* WORK INSTRUCTIONS: The answer must be every entry, given again word for word.

--------------------------------------------------

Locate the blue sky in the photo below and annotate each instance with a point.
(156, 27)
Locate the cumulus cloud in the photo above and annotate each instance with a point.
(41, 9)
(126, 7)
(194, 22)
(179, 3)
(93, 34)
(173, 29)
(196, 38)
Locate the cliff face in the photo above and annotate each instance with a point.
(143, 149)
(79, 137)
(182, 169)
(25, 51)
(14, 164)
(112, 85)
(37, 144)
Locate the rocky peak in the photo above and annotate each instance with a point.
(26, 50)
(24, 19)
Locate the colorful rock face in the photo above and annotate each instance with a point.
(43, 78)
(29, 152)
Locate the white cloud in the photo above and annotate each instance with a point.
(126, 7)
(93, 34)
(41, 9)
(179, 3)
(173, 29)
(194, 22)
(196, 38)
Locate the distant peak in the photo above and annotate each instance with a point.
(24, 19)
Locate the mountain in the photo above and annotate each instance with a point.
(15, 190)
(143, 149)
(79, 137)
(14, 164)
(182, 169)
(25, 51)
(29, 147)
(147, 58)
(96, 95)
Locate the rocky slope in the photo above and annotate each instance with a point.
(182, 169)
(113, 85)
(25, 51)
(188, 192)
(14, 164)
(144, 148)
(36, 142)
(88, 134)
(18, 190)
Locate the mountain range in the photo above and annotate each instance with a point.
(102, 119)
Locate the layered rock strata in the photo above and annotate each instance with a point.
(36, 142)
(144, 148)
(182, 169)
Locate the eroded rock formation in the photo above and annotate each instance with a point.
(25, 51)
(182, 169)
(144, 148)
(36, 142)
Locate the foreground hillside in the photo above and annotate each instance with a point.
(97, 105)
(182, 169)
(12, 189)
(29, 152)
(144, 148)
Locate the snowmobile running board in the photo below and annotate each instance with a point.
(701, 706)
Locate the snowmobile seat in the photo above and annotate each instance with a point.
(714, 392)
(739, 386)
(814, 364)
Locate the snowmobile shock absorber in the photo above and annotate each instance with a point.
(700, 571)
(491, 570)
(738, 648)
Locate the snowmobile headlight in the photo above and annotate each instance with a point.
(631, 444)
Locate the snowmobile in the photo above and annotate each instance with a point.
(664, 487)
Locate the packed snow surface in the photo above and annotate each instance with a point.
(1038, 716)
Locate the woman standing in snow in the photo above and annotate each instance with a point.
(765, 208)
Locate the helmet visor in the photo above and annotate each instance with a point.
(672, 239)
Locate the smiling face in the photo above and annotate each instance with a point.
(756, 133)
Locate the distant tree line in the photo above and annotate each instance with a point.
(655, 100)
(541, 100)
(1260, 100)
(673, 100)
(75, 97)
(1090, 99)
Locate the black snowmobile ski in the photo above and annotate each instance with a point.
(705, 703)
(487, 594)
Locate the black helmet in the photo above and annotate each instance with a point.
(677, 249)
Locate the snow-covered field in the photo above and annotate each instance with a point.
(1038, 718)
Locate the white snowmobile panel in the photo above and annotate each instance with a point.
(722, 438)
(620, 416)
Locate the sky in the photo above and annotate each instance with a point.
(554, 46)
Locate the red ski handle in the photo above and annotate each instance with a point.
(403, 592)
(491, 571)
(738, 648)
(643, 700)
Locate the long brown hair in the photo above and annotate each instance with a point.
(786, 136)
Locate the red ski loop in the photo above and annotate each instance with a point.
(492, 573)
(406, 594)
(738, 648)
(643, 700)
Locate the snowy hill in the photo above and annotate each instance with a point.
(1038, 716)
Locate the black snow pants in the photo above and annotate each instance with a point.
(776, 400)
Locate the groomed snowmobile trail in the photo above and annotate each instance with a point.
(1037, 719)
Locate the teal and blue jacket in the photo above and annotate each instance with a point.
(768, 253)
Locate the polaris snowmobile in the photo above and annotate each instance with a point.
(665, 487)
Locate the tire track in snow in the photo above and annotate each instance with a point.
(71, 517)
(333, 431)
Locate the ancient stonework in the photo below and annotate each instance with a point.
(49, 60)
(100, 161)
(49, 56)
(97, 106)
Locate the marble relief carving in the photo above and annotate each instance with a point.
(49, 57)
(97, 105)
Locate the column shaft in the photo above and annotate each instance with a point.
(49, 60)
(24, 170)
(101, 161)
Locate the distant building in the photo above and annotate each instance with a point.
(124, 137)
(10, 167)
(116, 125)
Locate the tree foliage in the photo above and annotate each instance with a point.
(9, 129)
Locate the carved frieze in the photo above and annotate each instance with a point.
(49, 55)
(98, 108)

--------------------------------------------------

* PROBLEM SOLUTION:
Locate the blue sky in the photo below and annotate each instance with a point.
(156, 27)
Locate the cumulus cloud in the photo above and annotate each instance with a point.
(41, 9)
(126, 7)
(194, 22)
(179, 3)
(93, 34)
(173, 29)
(196, 38)
Locate the cliff face in the photo above and annotate each instance with a point.
(143, 149)
(79, 137)
(182, 169)
(25, 51)
(14, 164)
(112, 85)
(37, 144)
Locate the rocky peak in the photo above and annotate each instance with a point.
(26, 50)
(24, 19)
Locate the colorful rock face in the photo above and annotate each instance with a point.
(43, 78)
(29, 152)
Locate the white cloud in the photo above and annotate each instance with a point.
(126, 7)
(93, 34)
(41, 9)
(179, 3)
(173, 29)
(194, 22)
(196, 38)
Locate the distant peak in the photo above and annotate each instance with a point.
(24, 19)
Locate the mountain in the photo above and annotate each instance with a point.
(15, 190)
(143, 149)
(79, 137)
(14, 164)
(182, 169)
(25, 51)
(29, 147)
(147, 58)
(96, 95)
Locate the rocky slope in the photo above and annotate each instance with a point.
(182, 169)
(113, 85)
(25, 51)
(188, 192)
(14, 164)
(144, 148)
(36, 142)
(88, 134)
(18, 190)
Locate the mountain range in the photo above and annotate each instance with a point.
(102, 119)
Locate the layered rock strata in the photo above and annotate each instance with a point.
(36, 142)
(144, 148)
(182, 169)
Locate the eroded rock formation in the photo above and annotate each instance with a point.
(25, 51)
(182, 169)
(144, 148)
(36, 142)
Locate the foreground hillside in the photo above and annotate each instance with a point.
(97, 105)
(182, 169)
(12, 189)
(29, 152)
(144, 148)
Locate the snowmobile running board in the photo below and annotate each instance with a point.
(701, 706)
Locate the snowmobile seat in the photo above and annotate each instance with a point.
(714, 392)
(739, 386)
(814, 364)
Locate the snowmobile shock absorber in the photo above and annotate each instance with a point.
(700, 571)
(491, 570)
(738, 648)
Locate the snowmobile headlight in the photo above and annotate each instance with a point.
(631, 444)
Locate the snowmobile in the photo above and annotate each instance with a point.
(664, 487)
Locate the packed snow surface in the photo above and annotate each instance with a point.
(1038, 716)
Locate the woman standing in snow in the photo above and annotate each instance with a point.
(765, 208)
Locate the helmet visor in the photo above and annotate each instance with a point.
(672, 239)
Locate the smiling face in the photo above and annotate each instance with a point.
(756, 133)
Locate the distant tree line in the photo above and annotate each instance with a point.
(655, 100)
(541, 100)
(1260, 100)
(673, 100)
(75, 97)
(1090, 99)
Locate the black snowmobile ski in the photo above and annotate each instance with a point.
(705, 703)
(487, 594)
Locate the black helmet in the photo above and annotate each instance with a point.
(677, 249)
Locate the snow-covered field in the photo above and annotate each instance with a point.
(1038, 718)
Locate the white snowmobile panel in the photo above and annotate each instance with a point.
(722, 438)
(620, 416)
Locate the sky in the photo above and annotate each instance with a point.
(554, 46)
Locate the red ski handle in the photo above and annotate each instance with a point.
(403, 592)
(491, 571)
(738, 648)
(643, 700)
Locate the long brown hair in the photo above and annotate each instance with a point.
(786, 136)
Locate the red ski loop in the photo above and annotate each instance with a point.
(492, 573)
(406, 594)
(738, 648)
(643, 700)
Locate the snowy hill in the photo above and annotate each instance with a point.
(1038, 716)
Locate the black snow pants in the photo above and annotate each instance with a point.
(776, 400)
Locate the groomed snowmobile trail in the photo above and annotate each instance with a point.
(1037, 719)
Locate the teal and blue jacket in the photo above and annotate each instance with a point.
(768, 253)
Locate the polaris snowmobile in the photo above and annotate each instance with a point.
(665, 487)
Locate the tire track in snow in the photo above and annotate each instance with a point.
(71, 517)
(333, 431)
Locate the ancient stonework in the photo below and annotate each instance with a point.
(49, 60)
(100, 161)
(49, 56)
(97, 106)
Locate the marble relief carving in the photo above and annotate each instance with a point.
(49, 57)
(97, 105)
Locate the column shaft in the photo above and annotate each instance with a point.
(49, 60)
(24, 170)
(101, 161)
Locate the distant building in the photo above and annotate each instance with a point.
(124, 137)
(10, 167)
(116, 125)
Locate the tree foliage in the photo above and annotate each instance with a point.
(9, 129)
Locate the carved frieze in the photo above and annotate each instance with a point.
(49, 55)
(98, 108)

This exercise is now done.